### [STATED EXERCISE]
How many lines in the listing below contain the string "query"? Reply with the number alone.
── DATA SUPPLIED ──
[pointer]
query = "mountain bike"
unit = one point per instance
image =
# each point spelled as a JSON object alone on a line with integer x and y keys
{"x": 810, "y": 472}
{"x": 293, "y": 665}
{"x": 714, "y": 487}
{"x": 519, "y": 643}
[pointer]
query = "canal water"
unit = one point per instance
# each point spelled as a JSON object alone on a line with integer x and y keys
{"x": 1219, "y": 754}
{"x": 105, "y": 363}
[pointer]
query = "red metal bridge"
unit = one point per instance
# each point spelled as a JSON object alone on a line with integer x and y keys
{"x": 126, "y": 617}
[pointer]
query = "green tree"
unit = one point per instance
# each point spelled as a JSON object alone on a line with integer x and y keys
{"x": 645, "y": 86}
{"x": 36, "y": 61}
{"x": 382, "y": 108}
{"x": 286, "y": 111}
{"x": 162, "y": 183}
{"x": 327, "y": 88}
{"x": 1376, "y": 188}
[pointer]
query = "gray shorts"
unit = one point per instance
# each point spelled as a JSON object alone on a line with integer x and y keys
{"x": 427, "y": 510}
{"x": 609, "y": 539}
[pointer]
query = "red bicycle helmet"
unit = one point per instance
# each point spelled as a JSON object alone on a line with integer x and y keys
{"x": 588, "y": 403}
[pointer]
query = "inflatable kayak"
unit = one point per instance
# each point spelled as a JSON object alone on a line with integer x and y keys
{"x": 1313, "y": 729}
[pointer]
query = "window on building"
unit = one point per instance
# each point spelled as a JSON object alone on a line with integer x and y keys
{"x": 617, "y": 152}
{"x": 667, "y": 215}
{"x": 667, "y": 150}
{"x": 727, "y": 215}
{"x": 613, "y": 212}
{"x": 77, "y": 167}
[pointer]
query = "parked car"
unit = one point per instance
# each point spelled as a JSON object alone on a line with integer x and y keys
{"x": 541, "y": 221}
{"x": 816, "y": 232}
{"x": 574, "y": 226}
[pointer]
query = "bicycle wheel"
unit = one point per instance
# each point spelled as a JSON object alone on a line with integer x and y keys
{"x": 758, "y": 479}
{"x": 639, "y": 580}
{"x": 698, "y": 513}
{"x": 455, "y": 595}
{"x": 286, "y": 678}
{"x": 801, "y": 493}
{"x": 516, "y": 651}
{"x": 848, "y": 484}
───
### [CORRECT RESULT]
10